→ **GOAL**:
You are to retype all of the data exactly as it appears.

Extracted records:
□ □ □
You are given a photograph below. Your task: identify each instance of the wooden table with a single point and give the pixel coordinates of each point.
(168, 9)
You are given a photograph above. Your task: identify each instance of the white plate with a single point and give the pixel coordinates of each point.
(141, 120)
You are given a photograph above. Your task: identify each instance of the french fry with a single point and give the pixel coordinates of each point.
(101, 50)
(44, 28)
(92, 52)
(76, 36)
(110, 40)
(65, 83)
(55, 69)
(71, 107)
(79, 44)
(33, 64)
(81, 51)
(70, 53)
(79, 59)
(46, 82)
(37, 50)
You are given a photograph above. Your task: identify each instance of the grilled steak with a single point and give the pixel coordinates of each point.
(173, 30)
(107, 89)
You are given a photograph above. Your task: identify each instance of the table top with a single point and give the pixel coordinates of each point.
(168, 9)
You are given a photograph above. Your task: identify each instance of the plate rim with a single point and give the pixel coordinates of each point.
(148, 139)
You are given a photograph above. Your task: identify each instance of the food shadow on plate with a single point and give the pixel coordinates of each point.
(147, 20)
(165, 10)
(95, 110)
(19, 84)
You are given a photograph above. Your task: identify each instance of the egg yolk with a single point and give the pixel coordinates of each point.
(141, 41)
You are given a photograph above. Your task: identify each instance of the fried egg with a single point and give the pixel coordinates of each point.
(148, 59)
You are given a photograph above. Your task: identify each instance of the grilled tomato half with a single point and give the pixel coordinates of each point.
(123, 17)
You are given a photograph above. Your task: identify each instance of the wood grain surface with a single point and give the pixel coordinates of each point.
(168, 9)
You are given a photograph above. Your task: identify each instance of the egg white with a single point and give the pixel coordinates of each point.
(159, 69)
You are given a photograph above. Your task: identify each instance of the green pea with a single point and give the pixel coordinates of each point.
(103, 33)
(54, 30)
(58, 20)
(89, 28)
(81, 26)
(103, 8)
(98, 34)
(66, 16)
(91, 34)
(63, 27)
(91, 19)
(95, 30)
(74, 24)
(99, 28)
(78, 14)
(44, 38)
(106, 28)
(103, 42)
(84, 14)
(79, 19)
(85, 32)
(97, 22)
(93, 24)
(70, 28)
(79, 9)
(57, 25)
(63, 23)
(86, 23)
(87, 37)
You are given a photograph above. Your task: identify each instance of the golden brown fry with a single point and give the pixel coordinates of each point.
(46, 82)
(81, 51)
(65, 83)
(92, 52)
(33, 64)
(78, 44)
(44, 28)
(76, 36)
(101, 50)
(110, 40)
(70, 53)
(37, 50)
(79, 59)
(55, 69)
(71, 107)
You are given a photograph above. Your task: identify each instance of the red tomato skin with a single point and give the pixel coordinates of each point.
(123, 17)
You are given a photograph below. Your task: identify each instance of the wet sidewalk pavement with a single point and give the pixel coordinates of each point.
□ □ □
→ **EXERCISE OUTPUT**:
You are given a photograph below. Your task: identify each instance of the wooden table with a single point and give the pixel coordinates of each point.
(168, 9)
You are given a photograph above. Your task: identify each instance of the white plate with a single point and give the pixel coordinates of each point.
(141, 120)
You are given a photograph above. Your task: identify each instance of the french fry with a single point and give the pixel coordinates of each point.
(101, 50)
(44, 28)
(92, 52)
(76, 36)
(110, 40)
(65, 83)
(55, 69)
(71, 107)
(79, 44)
(33, 64)
(81, 51)
(70, 53)
(79, 59)
(46, 82)
(37, 50)
You are given a photograph above. Your task: identify each instance of the grilled steak with a single point and give the pixel coordinates of each point.
(173, 30)
(107, 89)
You are given a photograph above. Your task: identify each instance of the table top with a single point and give the pixel coordinates of each point.
(168, 9)
You are given a photograph above. Your task: identify each instance of the plate rim with a single point and give the pixel coordinates of each point.
(148, 139)
You are given a photograph above. Your task: identify each instance of the food shadow on plate with a single point and give the pixel coordinates of each point.
(147, 20)
(165, 10)
(95, 110)
(19, 84)
You are given a photograph above. Your task: identify each instance of the egg yolk with a single point and give the pixel coordinates of each point.
(141, 41)
You are given a photograph above. Your task: identify each instance of the fried egg with a single point and give the pixel coordinates of each point.
(148, 59)
You are given a photograph above. Your task: identify each instance of the grilled tomato half with a single point and give the pixel coordinates of each point.
(123, 17)
You are given a photograph above. Your task: identify each instance of the wood grain surface with a single point and give the pixel coordinates of each point.
(168, 9)
You are given a photograph above. Your task: identify each instance of the egg white with a single point and give the pixel coordinates of each point.
(159, 69)
You are given a photograph above. Your task: identify each instance of the green pea with a single point and give the pixel coordinates of each point.
(103, 33)
(54, 30)
(58, 20)
(89, 28)
(81, 26)
(103, 8)
(98, 34)
(66, 16)
(91, 34)
(63, 27)
(91, 19)
(95, 30)
(74, 24)
(99, 28)
(78, 14)
(44, 38)
(106, 28)
(103, 42)
(84, 14)
(79, 19)
(85, 32)
(97, 22)
(93, 24)
(70, 28)
(79, 9)
(57, 25)
(63, 23)
(86, 23)
(87, 37)
You are given a photograph above. Your task: identify each instance of the golden brown fry with a single point and give the pixel coordinates of each point.
(46, 82)
(81, 51)
(65, 83)
(92, 52)
(33, 64)
(78, 44)
(44, 28)
(76, 36)
(101, 50)
(110, 40)
(70, 53)
(37, 50)
(79, 59)
(55, 69)
(71, 107)
You are given a photograph above. Your task: identify each instance of the red tomato skin with a single point and give the pixel coordinates of each point.
(123, 17)
You are given a photograph below. Your task: identify each instance of the wet sidewalk pavement with a single point and give the pixel coordinates of each point.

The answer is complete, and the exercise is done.